Without changing a single word, output each entry.

+++

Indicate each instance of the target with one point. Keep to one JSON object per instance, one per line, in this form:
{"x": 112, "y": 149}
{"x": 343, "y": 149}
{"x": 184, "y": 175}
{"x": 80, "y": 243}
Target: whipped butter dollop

+++

* _Task output_
Indicate each instance of the target with one point. Keep to one JSON object per instance, one per line, in this form:
{"x": 112, "y": 149}
{"x": 343, "y": 149}
{"x": 184, "y": 175}
{"x": 80, "y": 243}
Target: whipped butter dollop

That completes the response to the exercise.